- Information shown
========================

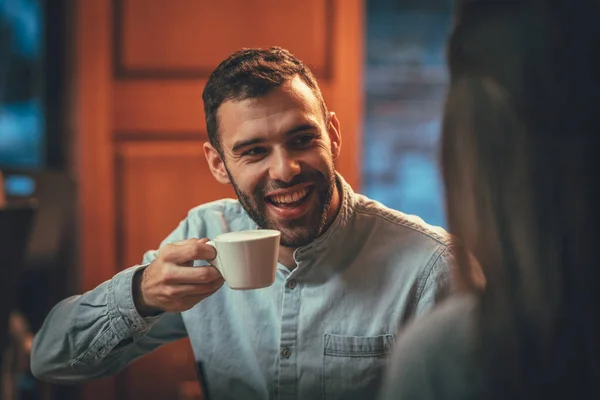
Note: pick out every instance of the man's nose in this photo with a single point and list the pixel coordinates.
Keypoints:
(284, 167)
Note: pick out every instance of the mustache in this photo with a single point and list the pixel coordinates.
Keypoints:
(305, 177)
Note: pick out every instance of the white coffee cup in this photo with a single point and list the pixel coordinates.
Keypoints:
(247, 259)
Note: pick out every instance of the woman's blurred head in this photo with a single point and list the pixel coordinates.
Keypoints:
(519, 169)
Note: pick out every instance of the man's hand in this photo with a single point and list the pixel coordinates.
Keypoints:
(171, 284)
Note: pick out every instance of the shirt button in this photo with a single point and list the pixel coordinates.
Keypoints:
(286, 352)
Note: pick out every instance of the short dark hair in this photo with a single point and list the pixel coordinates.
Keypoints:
(252, 73)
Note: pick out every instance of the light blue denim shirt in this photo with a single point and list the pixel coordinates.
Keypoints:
(321, 331)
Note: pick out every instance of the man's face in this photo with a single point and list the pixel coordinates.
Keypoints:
(278, 153)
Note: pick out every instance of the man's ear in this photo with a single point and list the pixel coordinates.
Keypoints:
(335, 135)
(216, 164)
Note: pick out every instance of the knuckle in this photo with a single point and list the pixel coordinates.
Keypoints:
(169, 292)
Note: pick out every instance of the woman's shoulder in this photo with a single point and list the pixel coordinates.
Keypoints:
(434, 356)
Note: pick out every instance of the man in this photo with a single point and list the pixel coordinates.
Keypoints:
(350, 273)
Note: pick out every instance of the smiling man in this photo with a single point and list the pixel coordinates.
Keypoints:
(351, 272)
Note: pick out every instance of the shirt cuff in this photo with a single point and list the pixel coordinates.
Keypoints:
(124, 316)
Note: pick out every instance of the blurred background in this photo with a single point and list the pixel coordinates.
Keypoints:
(101, 125)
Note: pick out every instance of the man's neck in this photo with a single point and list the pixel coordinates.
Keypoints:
(286, 254)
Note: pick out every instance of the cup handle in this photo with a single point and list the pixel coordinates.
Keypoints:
(214, 262)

========================

- Work to complete
All of the records above should be reproduced exactly, with the pictures left out.

- Finished task
Note: pick out every instance of the man's nose in this photo with a single point and list the pixel coordinates.
Keypoints:
(284, 167)
Note: pick out every instance of the mustache in this photo with a single point and list the pixel coordinates.
Keypoints:
(305, 177)
Note: pick out every instance of the white coffee cup in this photo with a single point and list the pixel coordinates.
Keypoints:
(247, 259)
Note: pick out every instance of the woman's blurred head in this photo with a single point and list the pixel coordinates.
Keypoints:
(519, 169)
Note: pick out every instance of the man's hand in this photo with a single point and list the pixel coordinates.
Keypoints:
(171, 284)
Note: pick out every instance of the shirt button in this photo with a single point and list the pixel coordinates.
Keypoints:
(286, 352)
Note: pick out every instance of the short dark hair in this photo with a single point and list the pixel coordinates.
Keypoints:
(252, 73)
Note: pick out every instance of the light blue denim shirt in this photo with a single point and list the pixel coordinates.
Keypoints:
(321, 331)
Note: pick out every instance of the man's face in this photo with a single point and list the pixel coordinates.
Keypoints:
(278, 153)
Note: pick out every instance of the man's ear in this photo with a single point and list the pixel coordinates.
Keypoints:
(335, 135)
(216, 164)
Note: pick out every instance of the knuckle in this photo with a single point and list the pixel coordinates.
Keypoints:
(169, 292)
Note: pick out every instance of the woman's shoulder in this photo with a single point and list the pixel coordinates.
Keypoints:
(434, 356)
Note: pick out every instance of the man in this photo with a single point and list the pixel coordinates.
Keypoints:
(350, 273)
Note: pick out every instance of the smiling man in this photo with a single point and list the pixel coordinates.
Keypoints:
(351, 272)
Note: pick out every instance of the shirt cuff in this photo with a single point and list the pixel coordinates.
Keypoints:
(124, 316)
Note: pick out every instance of the blurred background in this photo with a single point and list the pixel coordinates.
Keypoints:
(101, 125)
Note: pick out every instance of the man's neck in this photo with a single point and list the pixel coordinates.
Keypoints:
(286, 254)
Note: pick out every instance of the cup handle in this photo with a single point and list the pixel coordinates.
Keypoints:
(214, 262)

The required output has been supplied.